On Mon, May 5, 2014 at 12:54 PM, Richard Sandiford
<rdsandiford@googlemail.com> wrote:
> Richard Biener <richard.guenther@gmail.com> writes:
>> On Fri, May 2, 2014 at 9:19 PM, Richard Sandiford
>> <rdsandiford@googlemail.com> wrote:
>>> I'd hoped the days of zero-precision INTEGER_CSTs were behind us after
>>> Richard's patch to remove min amd max values from zero-width bitfields,
>>> but a boostrap-ubsan showed otherwise.  One source is in:
>>>
>>>   null_pointer_node = build_int_cst (build_pointer_type (void_type_node), 0);
>>>
>>> if no_target, since the precision of the type comes from ptr_mode,
>>> which remains the default VOIDmode.  Maybe that's a bug, but setting
>>> it to an arbitrary nonzero value would also be dangerous.
>>
>> Can you explain what 'no_target' should be?  ptr_mode should never be
>> VOIDmode.
>
> Sorry, meant "no_backend" rather than "no_target".  See do_compile.

Ok.  So we do

      /* This must be run always, because it is needed to compute the FP
         predefined macros, such as __LDBL_MAX__, for targets using non
         default FP formats.  */
      init_adjust_machine_modes ();

      /* Set up the back-end if requested.  */
      if (!no_backend)

━━━━━━━━━━

■ **WORK TO DO**
(a) Translate this sentence from the email thread into Spanish: "ptr_mode should never be VOIDmode."
(b) Pick up the email thread right after its last line and write the next part.
The entries that come next are separate material with no connection to the email thread.

Source records:
━━━━━━━━━━

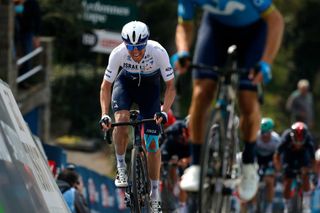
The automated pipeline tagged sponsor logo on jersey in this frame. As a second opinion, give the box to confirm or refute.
[203,0,246,15]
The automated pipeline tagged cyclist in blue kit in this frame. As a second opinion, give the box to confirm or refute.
[100,21,176,213]
[173,0,284,201]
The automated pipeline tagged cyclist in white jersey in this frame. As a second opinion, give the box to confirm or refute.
[100,21,176,212]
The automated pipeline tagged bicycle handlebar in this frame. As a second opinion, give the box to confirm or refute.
[111,118,155,127]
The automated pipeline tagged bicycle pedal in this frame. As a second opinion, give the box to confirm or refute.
[124,193,131,207]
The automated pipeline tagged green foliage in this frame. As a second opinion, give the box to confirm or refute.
[41,0,92,64]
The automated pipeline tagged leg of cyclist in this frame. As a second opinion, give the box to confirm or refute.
[180,79,216,192]
[283,174,293,213]
[136,76,161,212]
[300,151,314,212]
[239,90,260,200]
[111,73,132,187]
[236,16,270,201]
[264,175,275,213]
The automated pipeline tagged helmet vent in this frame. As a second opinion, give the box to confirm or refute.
[132,31,136,42]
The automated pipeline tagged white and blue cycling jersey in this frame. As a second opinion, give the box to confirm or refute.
[104,40,174,142]
[104,40,174,83]
[178,0,272,27]
[256,131,281,156]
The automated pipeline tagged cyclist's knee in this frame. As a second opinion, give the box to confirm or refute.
[193,85,214,105]
[144,134,159,152]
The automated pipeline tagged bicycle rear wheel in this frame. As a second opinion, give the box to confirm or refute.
[198,112,225,213]
[131,148,150,213]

━━━━━━━━━━

■ **RESPONSES**
(a) ptr_mode nunca debería ser VOIDmode.

(b)
        backend_init ();

where I think that init_adjust_machine_modes should initialize the
{byte,word,ptr}_mode globals.  Move from init_emit_once.

But why do we even run into uses of null_pointer_node for no_backend?
For sure for -fsyntax-only we can't really omit backend init as IMHO
no parser piece is decoupled enough to never call target hooks or so.

Thus, omit less of the initialization for no_backend.

>> So I don't think we want this patch.  Instead stor-layout should
>> ICE on zero-precision integer/pointer types.
>
> What should happen for void_zero_node?

Not sure what that beast is supposed to be or why it should be
of INTEGER_CST kind (it's not even initialized in any meaningful
way).

That said, the wide-int code shouldn't be slowed down by
precision == 0 checks.  We should never ever reach wide-int
with such a constant.

Richard.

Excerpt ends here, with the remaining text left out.